◆ Requirement: Find each line below that contains the word "mountain" and copy every one of them in full.

◆ Input:

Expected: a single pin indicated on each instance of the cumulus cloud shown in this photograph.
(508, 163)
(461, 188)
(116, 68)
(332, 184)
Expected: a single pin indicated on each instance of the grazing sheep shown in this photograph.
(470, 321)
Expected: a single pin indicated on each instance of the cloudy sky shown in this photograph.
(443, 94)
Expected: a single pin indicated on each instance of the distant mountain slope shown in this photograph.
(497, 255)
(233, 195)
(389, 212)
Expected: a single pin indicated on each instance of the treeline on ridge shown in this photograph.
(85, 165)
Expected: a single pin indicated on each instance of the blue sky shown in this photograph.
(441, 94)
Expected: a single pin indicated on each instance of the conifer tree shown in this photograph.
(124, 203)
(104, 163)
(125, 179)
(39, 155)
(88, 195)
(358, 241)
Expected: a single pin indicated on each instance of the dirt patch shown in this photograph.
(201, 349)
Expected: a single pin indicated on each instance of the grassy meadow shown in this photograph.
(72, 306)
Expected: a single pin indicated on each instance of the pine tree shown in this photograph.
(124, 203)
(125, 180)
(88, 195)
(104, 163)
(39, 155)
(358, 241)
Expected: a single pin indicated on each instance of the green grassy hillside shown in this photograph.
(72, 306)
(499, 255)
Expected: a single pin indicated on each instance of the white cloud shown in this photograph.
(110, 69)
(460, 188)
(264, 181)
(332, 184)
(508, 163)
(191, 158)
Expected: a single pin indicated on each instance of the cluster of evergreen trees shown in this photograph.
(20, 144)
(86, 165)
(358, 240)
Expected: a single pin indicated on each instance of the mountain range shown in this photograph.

...

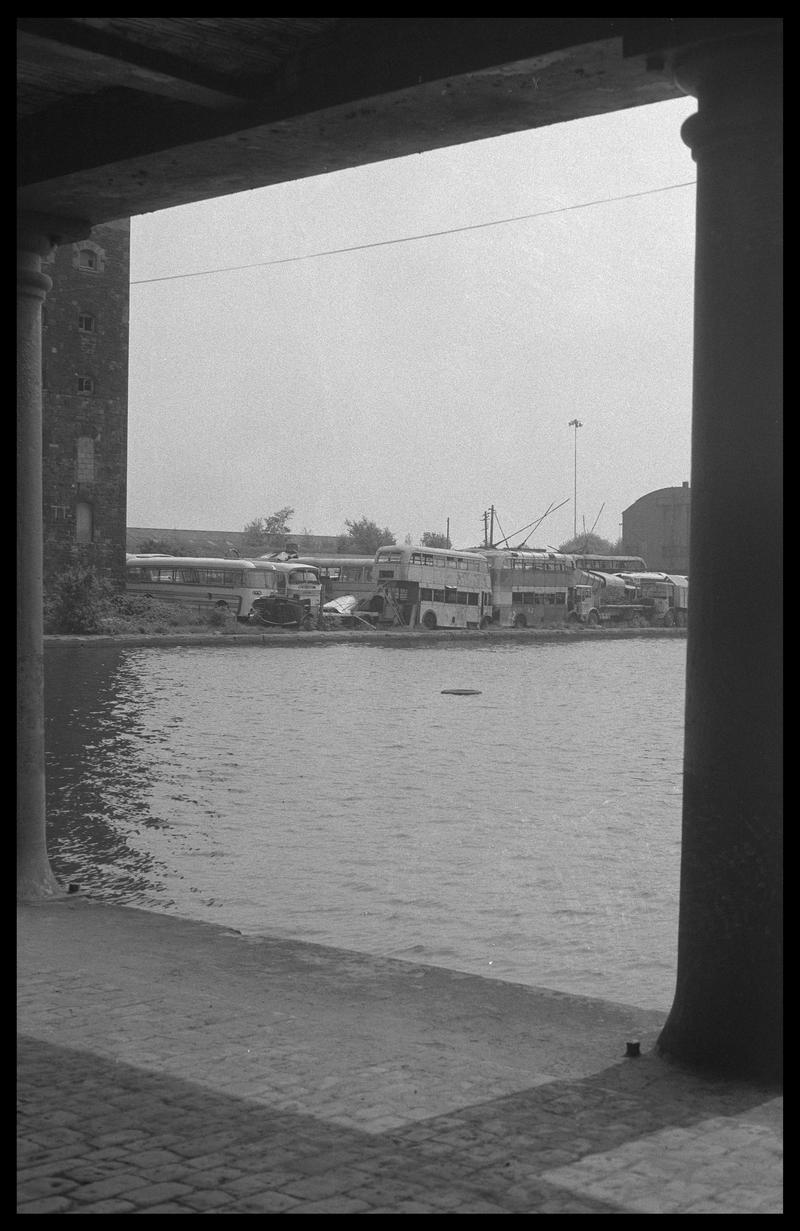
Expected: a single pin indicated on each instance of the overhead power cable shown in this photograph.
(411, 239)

◆ Response for this exercise:
Expected: a single pin indicated on each instance of the distant mountain slope shown in this photograph.
Expected: a single pin indicated on each instance of the mountain range shown in this photograph.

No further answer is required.